**TASK DIRECTIONS**
Return exactly the span of lines that opens with the line containing "jacket in the photo above." and closes with the last line of the data, inclusive.

**PROVIDED MATERIAL**
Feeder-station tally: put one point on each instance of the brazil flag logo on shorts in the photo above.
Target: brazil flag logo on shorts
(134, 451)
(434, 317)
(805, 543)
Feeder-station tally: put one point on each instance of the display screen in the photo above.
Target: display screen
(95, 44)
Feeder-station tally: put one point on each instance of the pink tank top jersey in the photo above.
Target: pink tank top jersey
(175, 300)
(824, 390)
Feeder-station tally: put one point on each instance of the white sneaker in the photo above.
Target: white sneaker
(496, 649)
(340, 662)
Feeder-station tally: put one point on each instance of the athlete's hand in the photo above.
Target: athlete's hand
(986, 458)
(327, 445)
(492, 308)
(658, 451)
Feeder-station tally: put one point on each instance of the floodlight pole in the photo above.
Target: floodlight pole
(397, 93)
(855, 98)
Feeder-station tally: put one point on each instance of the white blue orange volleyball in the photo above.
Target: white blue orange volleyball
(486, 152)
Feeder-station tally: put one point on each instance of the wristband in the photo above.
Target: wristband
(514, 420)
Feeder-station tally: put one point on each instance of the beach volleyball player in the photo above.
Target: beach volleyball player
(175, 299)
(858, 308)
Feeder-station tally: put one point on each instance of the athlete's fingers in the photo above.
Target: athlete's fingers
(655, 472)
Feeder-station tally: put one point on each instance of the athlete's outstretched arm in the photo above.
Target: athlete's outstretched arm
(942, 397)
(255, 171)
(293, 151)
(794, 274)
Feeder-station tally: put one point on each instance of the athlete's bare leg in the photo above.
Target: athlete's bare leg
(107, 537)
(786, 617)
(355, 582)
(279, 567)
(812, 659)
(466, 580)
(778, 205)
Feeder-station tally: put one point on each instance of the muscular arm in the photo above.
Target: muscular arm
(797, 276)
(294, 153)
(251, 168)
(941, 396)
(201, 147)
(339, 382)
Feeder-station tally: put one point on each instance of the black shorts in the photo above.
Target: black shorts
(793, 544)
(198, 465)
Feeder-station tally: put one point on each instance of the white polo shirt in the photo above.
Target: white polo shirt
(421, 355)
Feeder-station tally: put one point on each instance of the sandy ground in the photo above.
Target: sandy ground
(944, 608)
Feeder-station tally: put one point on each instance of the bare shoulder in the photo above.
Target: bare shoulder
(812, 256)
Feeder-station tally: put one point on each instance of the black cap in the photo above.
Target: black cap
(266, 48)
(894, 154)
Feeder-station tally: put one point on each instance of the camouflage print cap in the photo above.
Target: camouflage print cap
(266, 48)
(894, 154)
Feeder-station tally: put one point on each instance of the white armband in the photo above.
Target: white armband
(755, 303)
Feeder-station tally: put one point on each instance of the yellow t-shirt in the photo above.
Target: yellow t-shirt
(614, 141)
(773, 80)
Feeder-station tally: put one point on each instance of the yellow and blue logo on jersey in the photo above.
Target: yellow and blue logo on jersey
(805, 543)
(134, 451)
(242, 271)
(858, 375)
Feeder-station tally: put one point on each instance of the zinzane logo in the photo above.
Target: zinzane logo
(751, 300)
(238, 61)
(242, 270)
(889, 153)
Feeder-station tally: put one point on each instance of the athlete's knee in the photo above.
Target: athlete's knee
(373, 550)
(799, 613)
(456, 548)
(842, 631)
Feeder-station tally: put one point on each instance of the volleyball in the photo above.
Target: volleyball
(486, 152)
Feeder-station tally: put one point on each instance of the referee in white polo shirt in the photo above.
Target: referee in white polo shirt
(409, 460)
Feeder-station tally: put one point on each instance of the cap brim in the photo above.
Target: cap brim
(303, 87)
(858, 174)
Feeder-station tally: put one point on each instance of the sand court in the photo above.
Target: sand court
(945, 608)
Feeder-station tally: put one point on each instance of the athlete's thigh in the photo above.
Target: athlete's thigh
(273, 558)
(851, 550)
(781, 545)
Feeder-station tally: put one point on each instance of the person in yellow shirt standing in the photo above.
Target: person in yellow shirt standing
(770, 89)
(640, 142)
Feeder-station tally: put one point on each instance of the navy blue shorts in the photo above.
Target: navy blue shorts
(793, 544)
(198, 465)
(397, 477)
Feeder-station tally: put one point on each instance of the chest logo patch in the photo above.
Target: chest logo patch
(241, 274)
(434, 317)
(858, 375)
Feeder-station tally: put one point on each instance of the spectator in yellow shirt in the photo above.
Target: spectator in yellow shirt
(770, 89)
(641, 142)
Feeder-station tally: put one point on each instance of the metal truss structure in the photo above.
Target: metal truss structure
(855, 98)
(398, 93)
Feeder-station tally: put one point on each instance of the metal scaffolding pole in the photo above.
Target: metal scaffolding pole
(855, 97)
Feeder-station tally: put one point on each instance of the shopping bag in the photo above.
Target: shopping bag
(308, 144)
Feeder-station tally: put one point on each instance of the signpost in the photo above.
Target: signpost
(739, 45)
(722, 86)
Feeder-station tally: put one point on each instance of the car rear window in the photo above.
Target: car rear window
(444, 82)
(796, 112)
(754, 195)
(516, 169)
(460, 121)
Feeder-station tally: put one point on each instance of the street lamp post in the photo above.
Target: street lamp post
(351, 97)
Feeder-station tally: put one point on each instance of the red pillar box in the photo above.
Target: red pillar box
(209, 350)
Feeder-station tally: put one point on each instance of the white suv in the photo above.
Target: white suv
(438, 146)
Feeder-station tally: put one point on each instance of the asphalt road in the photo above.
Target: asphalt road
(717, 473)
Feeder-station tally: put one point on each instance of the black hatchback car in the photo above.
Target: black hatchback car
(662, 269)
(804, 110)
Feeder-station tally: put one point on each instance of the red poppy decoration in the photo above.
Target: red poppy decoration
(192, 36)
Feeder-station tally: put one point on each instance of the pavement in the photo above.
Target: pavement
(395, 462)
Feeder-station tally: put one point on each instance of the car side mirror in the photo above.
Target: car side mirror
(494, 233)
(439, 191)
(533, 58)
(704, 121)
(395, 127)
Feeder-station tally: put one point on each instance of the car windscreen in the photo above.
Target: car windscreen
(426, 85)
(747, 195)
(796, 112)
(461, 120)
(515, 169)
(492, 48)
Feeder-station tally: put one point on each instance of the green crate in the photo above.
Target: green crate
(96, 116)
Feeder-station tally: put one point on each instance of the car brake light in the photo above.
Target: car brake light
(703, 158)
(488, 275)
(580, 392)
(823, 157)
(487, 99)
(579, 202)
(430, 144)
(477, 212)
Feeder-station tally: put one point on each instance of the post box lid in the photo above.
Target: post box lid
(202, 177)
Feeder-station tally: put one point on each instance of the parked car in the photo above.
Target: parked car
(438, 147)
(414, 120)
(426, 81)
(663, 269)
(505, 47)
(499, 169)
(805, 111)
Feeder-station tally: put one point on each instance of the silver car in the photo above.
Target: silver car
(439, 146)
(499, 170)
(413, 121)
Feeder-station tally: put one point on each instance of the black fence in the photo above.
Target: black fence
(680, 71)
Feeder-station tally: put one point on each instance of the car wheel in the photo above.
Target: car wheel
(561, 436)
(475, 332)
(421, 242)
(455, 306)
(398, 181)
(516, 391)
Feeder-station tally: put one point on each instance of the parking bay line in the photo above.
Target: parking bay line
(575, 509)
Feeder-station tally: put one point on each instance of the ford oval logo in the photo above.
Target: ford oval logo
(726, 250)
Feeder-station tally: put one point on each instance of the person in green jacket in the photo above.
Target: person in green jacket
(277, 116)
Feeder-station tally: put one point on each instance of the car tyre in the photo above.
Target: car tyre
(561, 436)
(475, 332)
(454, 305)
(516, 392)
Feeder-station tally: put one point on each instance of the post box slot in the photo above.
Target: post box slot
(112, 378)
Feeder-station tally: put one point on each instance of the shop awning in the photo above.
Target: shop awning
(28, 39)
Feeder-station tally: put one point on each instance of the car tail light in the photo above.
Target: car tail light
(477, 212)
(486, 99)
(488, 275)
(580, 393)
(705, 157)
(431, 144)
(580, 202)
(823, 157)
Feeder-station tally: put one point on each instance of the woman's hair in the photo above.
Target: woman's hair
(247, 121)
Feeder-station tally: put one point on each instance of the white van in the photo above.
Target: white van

**FINAL ANSWER**
Feeder-station tally: put one point on each instance of the person in green jacket in the photo above.
Target: person in green jacket
(277, 116)
Feeder-station tally: put one point on each instance of the car tyre in the photo above.
Target: car tyre
(561, 436)
(475, 332)
(454, 305)
(516, 392)
Feeder-station tally: put one point on each instance of the post box slot in the photo above.
Target: post box slot
(112, 378)
Feeder-station tally: put one point on each instance of the shop awning in the photo above.
Target: shop awning
(28, 39)
Feeder-station tally: put one point on each instance of the car tail light in the photo above.
Target: car tail light
(477, 212)
(486, 99)
(488, 275)
(580, 393)
(705, 157)
(431, 144)
(580, 202)
(823, 157)
Feeder-station tally: put one point on each instance of the woman's hair in the photo above.
Target: woman's hair
(247, 121)
Feeder-station tally: put one point on each instance of the white van in the photo above.
Target: white van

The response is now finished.